··· RECORD SET ···
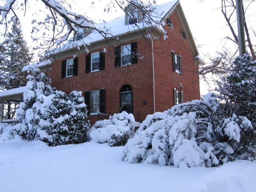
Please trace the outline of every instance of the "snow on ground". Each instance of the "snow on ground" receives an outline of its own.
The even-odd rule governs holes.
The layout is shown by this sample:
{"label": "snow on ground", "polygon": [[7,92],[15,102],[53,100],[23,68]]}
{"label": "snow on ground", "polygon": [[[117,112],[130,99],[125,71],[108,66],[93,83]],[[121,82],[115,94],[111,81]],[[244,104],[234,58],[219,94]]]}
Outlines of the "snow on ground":
{"label": "snow on ground", "polygon": [[254,192],[256,163],[175,168],[121,161],[122,147],[0,141],[2,192]]}

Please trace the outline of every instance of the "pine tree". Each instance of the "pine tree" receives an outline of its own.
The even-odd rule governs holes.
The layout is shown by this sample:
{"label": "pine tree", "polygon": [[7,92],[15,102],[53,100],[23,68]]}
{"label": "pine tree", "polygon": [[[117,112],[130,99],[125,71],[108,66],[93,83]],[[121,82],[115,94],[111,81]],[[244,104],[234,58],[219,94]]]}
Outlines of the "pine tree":
{"label": "pine tree", "polygon": [[[6,40],[0,45],[0,87],[3,89],[25,86],[26,74],[21,71],[32,58],[23,38],[20,22],[17,18],[14,20],[11,31],[8,33]],[[5,117],[12,119],[18,107],[17,103],[8,101],[7,104]]]}

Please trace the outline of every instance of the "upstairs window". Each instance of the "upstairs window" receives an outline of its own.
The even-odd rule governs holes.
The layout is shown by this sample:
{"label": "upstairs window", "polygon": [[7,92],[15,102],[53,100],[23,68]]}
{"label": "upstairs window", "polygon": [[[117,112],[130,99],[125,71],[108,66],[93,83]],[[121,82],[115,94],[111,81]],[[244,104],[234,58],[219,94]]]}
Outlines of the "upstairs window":
{"label": "upstairs window", "polygon": [[74,59],[67,60],[67,74],[66,76],[73,75],[74,70]]}
{"label": "upstairs window", "polygon": [[184,102],[183,92],[178,91],[175,88],[173,89],[174,105],[178,105]]}
{"label": "upstairs window", "polygon": [[186,39],[186,33],[183,31],[181,30],[181,36],[183,37],[184,39]]}
{"label": "upstairs window", "polygon": [[121,65],[131,64],[131,44],[121,47]]}
{"label": "upstairs window", "polygon": [[128,23],[129,25],[132,25],[136,23],[138,21],[139,12],[137,8],[133,8],[131,10],[128,11]]}
{"label": "upstairs window", "polygon": [[115,67],[137,62],[136,42],[115,47]]}
{"label": "upstairs window", "polygon": [[88,54],[85,67],[86,73],[105,70],[105,53],[99,51]]}
{"label": "upstairs window", "polygon": [[78,74],[78,58],[62,61],[61,78],[76,76]]}
{"label": "upstairs window", "polygon": [[83,39],[83,28],[79,28],[78,29],[78,34],[76,35],[76,40],[79,41],[79,40]]}
{"label": "upstairs window", "polygon": [[88,114],[106,113],[106,91],[105,89],[84,92],[84,103],[87,106]]}
{"label": "upstairs window", "polygon": [[100,52],[92,54],[91,63],[92,71],[100,70]]}
{"label": "upstairs window", "polygon": [[181,56],[172,51],[173,70],[181,74],[182,74],[182,60]]}
{"label": "upstairs window", "polygon": [[171,28],[171,29],[173,29],[173,22],[172,22],[169,19],[167,19],[167,25]]}

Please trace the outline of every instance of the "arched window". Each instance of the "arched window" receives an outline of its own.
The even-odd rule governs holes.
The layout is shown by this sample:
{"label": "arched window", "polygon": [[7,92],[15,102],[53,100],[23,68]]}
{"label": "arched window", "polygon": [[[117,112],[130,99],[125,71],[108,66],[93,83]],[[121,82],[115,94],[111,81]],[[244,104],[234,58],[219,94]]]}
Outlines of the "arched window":
{"label": "arched window", "polygon": [[132,113],[133,103],[132,88],[129,85],[125,85],[120,89],[120,112]]}

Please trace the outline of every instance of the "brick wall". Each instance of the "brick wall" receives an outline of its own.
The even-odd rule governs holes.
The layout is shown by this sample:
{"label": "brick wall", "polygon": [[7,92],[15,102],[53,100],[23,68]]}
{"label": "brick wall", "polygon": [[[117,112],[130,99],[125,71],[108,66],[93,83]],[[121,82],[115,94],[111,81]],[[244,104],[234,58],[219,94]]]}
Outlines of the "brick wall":
{"label": "brick wall", "polygon": [[[180,90],[180,83],[184,93],[184,101],[200,98],[198,67],[194,62],[193,55],[187,39],[181,36],[183,30],[176,11],[170,20],[173,30],[166,26],[168,38],[154,40],[154,72],[156,111],[162,111],[174,105],[173,89]],[[153,79],[151,41],[143,38],[124,42],[129,44],[137,42],[138,62],[136,64],[115,67],[114,47],[106,47],[105,69],[103,70],[85,72],[86,53],[78,55],[78,76],[61,78],[61,61],[72,58],[72,53],[64,59],[56,60],[52,64],[52,70],[47,72],[52,80],[52,85],[68,93],[74,90],[85,91],[106,89],[106,114],[112,115],[120,112],[120,92],[122,86],[128,84],[132,88],[134,111],[136,120],[142,122],[147,114],[153,112]],[[91,53],[103,50],[93,50]],[[182,57],[183,74],[173,71],[171,51]],[[147,105],[142,105],[146,101]],[[89,115],[88,119],[93,125],[97,115]]]}
{"label": "brick wall", "polygon": [[[187,39],[181,36],[181,31],[184,30],[176,11],[169,19],[173,29],[168,25],[164,27],[168,38],[164,40],[162,36],[153,42],[156,111],[162,111],[174,105],[174,88],[184,92],[184,102],[200,97],[198,66],[195,64]],[[182,56],[182,75],[173,70],[171,50]]]}
{"label": "brick wall", "polygon": [[[138,121],[142,122],[147,115],[153,112],[152,51],[151,42],[144,38],[125,42],[125,45],[132,42],[137,45],[137,64],[115,67],[114,47],[106,47],[104,70],[85,72],[86,53],[78,55],[78,76],[61,78],[61,61],[72,58],[70,56],[63,59],[55,61],[47,75],[52,79],[52,86],[68,93],[74,90],[81,91],[83,95],[86,91],[101,88],[106,89],[106,114],[113,114],[120,112],[120,92],[124,85],[130,85],[133,89],[134,111],[136,114]],[[94,50],[91,53],[102,50]],[[143,101],[147,102],[143,105]],[[97,115],[90,115],[92,124],[97,120]]]}

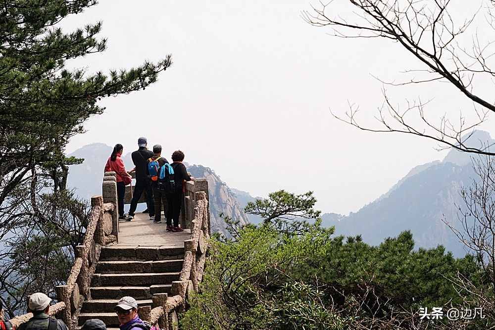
···
→ **EXERCISE INSTRUCTIONS**
Please gather every row above that contains the word "trace" and copy each of those rows out in full.

→ **OUTPUT BELOW**
Please trace the outline of every instance of the "snow on ground". Each instance of the "snow on ground" receives an outline of its own.
Please trace the outline of every instance of the "pine tree". Each instance of the "pine tree" receives an outline of its own.
Please trace the outline of every instance of the "upstairs window". Each instance of the "upstairs window" receives an outline of its own.
Please trace the outline of every instance of the "arched window". Each instance of the "arched window" receives an outline of its own.
Please trace the outline of every instance of the "brick wall". Each instance of the "brick wall" receives an outline of its own.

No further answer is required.